Please pick out and copy every line of the records below that contains the string "person", treating uppercase and lowercase as different.

Excerpts from pointing data
::::
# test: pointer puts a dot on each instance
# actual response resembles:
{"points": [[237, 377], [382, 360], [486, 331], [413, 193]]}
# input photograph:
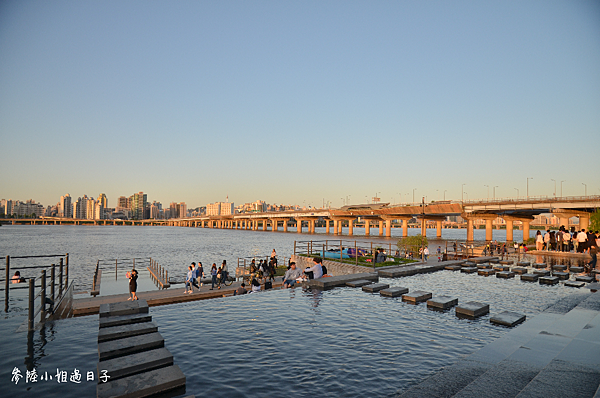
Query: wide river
{"points": [[296, 343]]}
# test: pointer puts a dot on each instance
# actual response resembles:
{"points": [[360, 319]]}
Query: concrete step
{"points": [[123, 308], [133, 364], [158, 381], [111, 321], [122, 331], [129, 345]]}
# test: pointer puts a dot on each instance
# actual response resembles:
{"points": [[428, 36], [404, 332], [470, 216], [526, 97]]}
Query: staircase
{"points": [[554, 354]]}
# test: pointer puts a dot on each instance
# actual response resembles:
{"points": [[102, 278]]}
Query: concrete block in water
{"points": [[375, 287], [530, 277], [472, 309], [128, 365], [442, 302], [548, 280], [122, 331], [416, 297], [486, 272], [519, 270], [129, 345], [111, 321], [585, 278], [154, 382], [358, 283], [508, 318], [394, 291], [124, 308], [505, 274], [541, 272], [561, 275], [453, 267]]}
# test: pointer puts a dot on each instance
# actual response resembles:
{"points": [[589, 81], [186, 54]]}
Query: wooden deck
{"points": [[172, 295]]}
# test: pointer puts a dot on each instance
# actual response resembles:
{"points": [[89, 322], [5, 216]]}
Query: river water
{"points": [[341, 342]]}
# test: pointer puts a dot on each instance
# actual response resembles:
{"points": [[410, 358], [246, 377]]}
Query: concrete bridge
{"points": [[378, 215]]}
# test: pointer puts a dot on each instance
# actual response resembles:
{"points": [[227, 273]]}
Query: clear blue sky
{"points": [[298, 102]]}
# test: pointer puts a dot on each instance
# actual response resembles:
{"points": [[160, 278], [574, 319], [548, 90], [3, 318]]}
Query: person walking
{"points": [[213, 274], [132, 276]]}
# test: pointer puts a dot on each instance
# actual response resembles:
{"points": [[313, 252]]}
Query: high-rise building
{"points": [[138, 202], [65, 208], [103, 200]]}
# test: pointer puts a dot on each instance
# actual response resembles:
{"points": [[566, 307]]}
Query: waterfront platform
{"points": [[554, 354]]}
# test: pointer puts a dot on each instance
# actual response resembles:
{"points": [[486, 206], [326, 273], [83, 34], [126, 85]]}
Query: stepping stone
{"points": [[111, 321], [154, 382], [530, 277], [505, 274], [585, 278], [508, 318], [358, 283], [122, 331], [136, 363], [375, 287], [486, 272], [123, 308], [548, 280], [442, 302], [416, 297], [519, 270], [394, 291], [472, 309], [453, 267], [129, 345], [562, 275], [541, 272]]}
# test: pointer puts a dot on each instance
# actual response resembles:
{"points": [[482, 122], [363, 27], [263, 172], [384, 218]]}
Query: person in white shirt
{"points": [[316, 271]]}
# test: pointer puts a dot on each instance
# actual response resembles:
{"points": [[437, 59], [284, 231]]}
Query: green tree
{"points": [[595, 220], [412, 243]]}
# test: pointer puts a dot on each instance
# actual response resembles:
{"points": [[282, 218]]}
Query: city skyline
{"points": [[299, 103]]}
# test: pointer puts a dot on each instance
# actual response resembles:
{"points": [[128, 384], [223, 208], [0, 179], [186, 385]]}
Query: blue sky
{"points": [[298, 102]]}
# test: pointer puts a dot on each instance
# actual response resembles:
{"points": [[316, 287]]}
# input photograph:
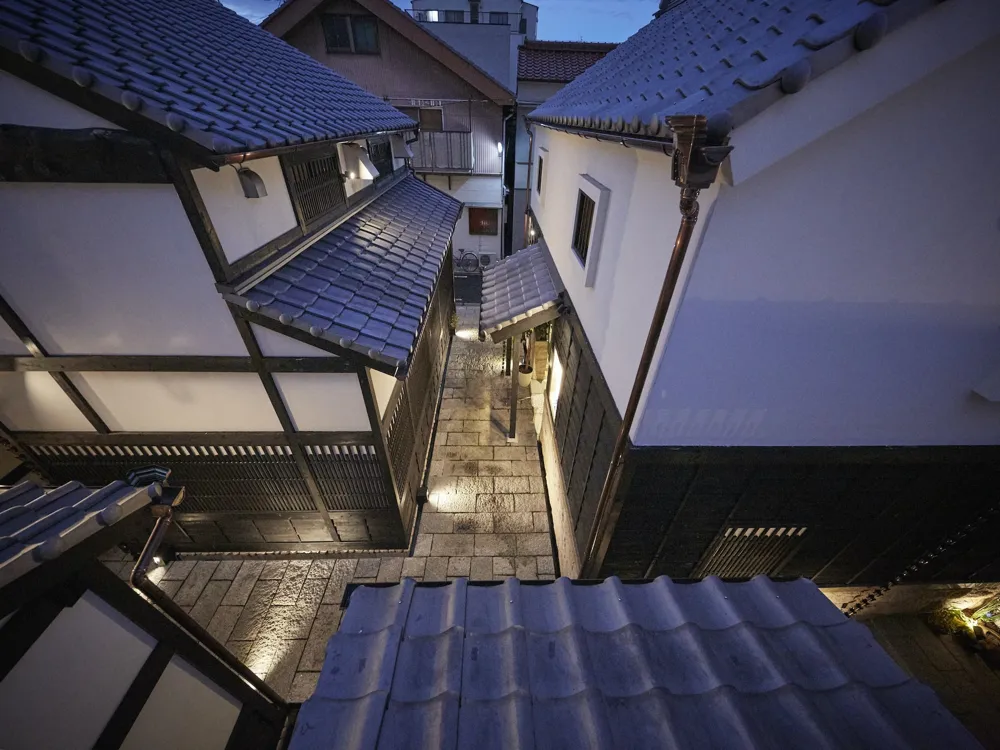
::::
WRITTEN ANSWER:
Query: person walking
Query: person in white shirt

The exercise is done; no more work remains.